Data entries
BEGIN
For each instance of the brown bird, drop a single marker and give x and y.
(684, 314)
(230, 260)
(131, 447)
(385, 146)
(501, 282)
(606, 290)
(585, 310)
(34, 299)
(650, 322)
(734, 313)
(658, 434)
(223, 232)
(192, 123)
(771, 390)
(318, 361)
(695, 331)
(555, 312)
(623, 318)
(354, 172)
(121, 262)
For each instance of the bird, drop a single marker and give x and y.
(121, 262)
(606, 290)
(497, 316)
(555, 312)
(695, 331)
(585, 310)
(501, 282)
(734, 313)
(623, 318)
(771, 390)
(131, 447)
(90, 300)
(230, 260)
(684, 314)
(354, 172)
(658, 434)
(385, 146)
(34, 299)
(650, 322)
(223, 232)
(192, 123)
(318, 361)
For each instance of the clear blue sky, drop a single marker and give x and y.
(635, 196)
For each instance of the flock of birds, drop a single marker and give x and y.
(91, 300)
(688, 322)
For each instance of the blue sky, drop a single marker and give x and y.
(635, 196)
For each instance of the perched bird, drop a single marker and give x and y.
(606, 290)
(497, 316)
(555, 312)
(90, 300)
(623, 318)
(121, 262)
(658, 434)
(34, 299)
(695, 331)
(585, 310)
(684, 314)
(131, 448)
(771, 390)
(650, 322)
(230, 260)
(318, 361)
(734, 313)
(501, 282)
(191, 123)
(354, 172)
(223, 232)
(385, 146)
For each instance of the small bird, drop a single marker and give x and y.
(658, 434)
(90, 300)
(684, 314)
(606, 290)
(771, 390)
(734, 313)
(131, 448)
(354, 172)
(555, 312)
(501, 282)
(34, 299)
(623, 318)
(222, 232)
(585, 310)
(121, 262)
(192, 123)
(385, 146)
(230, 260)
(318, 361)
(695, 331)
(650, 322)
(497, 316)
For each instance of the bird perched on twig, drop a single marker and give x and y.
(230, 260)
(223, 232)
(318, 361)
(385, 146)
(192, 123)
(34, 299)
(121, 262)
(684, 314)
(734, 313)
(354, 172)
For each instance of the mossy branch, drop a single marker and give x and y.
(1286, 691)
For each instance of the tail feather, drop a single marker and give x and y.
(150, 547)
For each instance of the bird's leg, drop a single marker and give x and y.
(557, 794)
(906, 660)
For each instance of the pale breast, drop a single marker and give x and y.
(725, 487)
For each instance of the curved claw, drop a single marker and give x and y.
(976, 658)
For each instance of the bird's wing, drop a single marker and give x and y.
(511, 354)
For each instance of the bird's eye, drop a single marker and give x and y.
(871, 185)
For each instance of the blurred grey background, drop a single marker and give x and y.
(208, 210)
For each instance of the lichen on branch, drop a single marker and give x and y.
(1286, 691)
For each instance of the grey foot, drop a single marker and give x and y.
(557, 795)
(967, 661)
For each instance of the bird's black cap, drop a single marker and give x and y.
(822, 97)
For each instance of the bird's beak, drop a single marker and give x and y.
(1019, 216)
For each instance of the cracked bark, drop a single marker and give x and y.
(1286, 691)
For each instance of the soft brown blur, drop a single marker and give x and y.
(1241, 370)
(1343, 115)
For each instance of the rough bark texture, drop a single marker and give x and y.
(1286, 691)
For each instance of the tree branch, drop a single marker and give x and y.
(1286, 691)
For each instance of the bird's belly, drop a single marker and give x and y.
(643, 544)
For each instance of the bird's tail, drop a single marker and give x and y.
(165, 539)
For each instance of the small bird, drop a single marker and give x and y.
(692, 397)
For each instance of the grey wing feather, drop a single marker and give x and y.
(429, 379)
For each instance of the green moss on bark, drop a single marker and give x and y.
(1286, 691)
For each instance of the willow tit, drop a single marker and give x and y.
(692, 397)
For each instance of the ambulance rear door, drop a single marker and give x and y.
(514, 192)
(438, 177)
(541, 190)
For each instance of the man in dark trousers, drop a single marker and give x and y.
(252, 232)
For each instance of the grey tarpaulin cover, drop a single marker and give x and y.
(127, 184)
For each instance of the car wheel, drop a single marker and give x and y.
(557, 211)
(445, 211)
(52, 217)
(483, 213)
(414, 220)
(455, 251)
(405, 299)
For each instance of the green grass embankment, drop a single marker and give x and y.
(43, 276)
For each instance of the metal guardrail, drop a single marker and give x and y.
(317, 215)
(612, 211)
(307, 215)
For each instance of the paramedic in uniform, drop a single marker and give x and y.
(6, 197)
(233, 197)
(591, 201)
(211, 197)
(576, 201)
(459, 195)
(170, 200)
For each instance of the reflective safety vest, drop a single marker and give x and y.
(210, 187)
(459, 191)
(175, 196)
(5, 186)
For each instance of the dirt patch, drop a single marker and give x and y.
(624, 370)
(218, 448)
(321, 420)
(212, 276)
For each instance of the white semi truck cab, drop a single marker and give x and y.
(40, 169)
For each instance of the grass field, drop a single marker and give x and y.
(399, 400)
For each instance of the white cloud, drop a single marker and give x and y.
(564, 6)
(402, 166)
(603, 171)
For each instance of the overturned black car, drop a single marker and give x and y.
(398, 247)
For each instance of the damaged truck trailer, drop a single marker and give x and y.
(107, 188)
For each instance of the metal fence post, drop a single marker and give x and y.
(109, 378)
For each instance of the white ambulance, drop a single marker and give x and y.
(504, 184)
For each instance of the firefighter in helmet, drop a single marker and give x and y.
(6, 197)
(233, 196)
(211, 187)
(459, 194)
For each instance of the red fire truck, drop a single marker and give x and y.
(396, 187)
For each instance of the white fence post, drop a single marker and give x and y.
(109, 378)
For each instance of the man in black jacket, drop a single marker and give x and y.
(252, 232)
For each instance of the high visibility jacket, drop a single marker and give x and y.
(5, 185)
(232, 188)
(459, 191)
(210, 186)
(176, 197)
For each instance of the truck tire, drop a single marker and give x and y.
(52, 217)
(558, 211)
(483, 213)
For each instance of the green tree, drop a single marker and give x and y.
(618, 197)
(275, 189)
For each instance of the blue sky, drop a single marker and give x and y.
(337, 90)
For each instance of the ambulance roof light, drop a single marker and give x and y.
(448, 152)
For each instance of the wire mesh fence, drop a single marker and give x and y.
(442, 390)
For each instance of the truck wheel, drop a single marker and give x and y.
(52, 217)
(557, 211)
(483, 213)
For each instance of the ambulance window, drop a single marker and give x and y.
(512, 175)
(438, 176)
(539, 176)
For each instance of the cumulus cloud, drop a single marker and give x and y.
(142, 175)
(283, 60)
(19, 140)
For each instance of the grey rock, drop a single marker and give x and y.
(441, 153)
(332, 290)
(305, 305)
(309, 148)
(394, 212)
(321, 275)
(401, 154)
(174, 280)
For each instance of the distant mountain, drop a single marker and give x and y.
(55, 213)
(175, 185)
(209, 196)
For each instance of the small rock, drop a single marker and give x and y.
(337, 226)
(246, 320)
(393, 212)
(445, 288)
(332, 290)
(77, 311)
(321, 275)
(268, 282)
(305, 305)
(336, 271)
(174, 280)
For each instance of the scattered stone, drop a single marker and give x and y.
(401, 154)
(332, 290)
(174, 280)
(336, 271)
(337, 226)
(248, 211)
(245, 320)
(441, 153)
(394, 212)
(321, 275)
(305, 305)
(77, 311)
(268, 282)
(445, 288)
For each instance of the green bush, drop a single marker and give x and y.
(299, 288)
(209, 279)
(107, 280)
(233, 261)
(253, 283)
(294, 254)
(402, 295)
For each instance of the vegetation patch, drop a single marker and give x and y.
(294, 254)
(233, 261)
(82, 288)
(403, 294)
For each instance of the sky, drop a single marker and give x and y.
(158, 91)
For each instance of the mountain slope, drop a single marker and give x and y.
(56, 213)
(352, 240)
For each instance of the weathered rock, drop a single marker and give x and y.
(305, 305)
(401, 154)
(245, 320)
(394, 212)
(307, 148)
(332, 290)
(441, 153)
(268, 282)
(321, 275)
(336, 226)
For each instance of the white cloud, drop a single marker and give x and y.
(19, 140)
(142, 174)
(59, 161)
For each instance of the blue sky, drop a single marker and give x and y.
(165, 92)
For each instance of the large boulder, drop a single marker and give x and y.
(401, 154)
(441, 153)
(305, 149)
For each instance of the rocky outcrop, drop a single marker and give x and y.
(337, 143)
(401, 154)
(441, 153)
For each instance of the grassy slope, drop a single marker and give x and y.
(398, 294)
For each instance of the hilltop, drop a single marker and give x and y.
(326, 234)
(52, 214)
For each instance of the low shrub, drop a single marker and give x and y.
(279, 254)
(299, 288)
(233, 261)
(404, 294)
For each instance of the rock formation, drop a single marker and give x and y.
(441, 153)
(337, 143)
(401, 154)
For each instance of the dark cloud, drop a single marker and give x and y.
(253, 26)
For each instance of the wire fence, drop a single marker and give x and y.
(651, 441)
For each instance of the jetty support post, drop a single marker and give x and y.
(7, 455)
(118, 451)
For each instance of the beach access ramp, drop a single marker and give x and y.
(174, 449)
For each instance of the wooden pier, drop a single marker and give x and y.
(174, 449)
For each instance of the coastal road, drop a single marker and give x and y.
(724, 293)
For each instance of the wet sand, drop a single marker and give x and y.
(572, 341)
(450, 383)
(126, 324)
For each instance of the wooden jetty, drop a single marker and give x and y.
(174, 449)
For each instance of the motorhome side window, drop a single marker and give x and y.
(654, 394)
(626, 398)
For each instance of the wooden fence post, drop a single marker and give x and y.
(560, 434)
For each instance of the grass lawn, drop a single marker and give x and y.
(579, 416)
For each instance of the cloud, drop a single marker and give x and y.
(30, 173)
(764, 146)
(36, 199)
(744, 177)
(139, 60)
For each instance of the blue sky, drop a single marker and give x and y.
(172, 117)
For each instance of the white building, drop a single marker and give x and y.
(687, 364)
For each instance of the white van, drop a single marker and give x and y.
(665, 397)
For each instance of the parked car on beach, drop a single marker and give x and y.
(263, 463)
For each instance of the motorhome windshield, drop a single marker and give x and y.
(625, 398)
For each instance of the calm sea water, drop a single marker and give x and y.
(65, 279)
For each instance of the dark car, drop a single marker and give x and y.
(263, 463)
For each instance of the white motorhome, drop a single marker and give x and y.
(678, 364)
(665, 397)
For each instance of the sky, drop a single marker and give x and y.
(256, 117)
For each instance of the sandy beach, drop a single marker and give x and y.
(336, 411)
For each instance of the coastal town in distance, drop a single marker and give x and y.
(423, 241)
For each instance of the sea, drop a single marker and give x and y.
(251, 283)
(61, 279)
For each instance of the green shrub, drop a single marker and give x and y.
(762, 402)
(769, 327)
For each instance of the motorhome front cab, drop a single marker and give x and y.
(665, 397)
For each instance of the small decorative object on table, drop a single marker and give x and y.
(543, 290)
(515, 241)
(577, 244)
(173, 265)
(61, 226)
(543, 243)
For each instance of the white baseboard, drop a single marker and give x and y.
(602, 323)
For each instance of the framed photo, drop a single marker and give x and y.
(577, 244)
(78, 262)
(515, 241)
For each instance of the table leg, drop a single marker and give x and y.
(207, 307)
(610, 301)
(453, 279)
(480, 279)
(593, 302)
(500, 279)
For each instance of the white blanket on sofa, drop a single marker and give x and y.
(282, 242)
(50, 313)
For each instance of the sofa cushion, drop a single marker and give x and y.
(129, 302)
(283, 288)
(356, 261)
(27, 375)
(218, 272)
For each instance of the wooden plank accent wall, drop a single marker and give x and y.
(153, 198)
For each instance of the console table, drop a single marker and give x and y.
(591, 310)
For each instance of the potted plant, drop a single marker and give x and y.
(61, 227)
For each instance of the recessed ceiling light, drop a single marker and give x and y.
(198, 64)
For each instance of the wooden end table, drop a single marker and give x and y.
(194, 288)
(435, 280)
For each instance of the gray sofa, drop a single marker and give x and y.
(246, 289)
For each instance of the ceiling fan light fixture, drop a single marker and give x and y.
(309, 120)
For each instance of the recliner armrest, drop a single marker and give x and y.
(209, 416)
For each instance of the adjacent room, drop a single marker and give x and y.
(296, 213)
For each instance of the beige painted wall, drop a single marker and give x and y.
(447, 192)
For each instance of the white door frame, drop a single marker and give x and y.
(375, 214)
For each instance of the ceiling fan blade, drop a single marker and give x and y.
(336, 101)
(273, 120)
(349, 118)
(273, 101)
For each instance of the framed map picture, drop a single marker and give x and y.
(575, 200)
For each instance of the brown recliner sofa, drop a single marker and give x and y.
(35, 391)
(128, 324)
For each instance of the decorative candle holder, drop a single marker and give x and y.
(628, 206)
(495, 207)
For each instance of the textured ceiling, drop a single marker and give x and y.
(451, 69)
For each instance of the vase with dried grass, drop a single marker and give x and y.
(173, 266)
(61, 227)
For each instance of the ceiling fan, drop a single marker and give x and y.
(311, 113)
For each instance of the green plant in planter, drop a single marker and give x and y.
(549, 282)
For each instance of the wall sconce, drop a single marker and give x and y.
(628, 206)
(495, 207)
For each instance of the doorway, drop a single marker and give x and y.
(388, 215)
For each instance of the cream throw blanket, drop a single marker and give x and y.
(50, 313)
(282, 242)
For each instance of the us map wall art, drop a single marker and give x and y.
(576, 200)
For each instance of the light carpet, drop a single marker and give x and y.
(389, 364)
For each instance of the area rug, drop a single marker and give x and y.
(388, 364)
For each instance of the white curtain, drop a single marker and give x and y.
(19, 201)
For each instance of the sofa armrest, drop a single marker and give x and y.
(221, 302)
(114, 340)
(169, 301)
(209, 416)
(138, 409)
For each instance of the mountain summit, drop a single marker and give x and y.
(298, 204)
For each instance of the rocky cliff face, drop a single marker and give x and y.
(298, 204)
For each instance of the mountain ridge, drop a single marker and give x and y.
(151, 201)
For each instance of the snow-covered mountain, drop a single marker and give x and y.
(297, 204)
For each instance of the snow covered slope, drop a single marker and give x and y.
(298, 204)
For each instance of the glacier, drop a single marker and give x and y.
END
WRITTEN TASK
Begin at the line that has "For each instance of the wall" and continue through the final line, exchanging every "a single marker" for "one marker". Give back only those lines, with nothing else changed.

THE OUTPUT
For each instance of the wall sconce, drop one marker and give x and y.
(628, 206)
(495, 207)
For each instance of the doorway, drop one marker and give x and y.
(388, 215)
For each instance of the cream throw blanket, drop one marker and give x and y.
(50, 313)
(282, 242)
For each instance of the us map wall art, drop one marker and give x and y.
(576, 200)
For each instance of the light carpet, drop one marker and give x and y.
(389, 364)
For each instance of the area rug, drop one marker and give x and y.
(388, 364)
For each instance of the white curtain, drop one marker and give x and y.
(19, 201)
For each instance of the sofa armrest, drop one marker and give x and y.
(221, 302)
(114, 340)
(169, 301)
(209, 416)
(138, 409)
For each instance of the mountain summit, drop one marker and give x and y.
(298, 204)
For each instance of the rocky cliff face, drop one marker and give x and y.
(298, 204)
For each instance of the mountain ridge, drop one marker and give x and y.
(151, 201)
For each instance of the snow-covered mountain, drop one marker and give x and y.
(297, 204)
For each instance of the snow covered slope, drop one marker and give x and y.
(298, 204)
For each instance of the glacier, drop one marker and give x and y.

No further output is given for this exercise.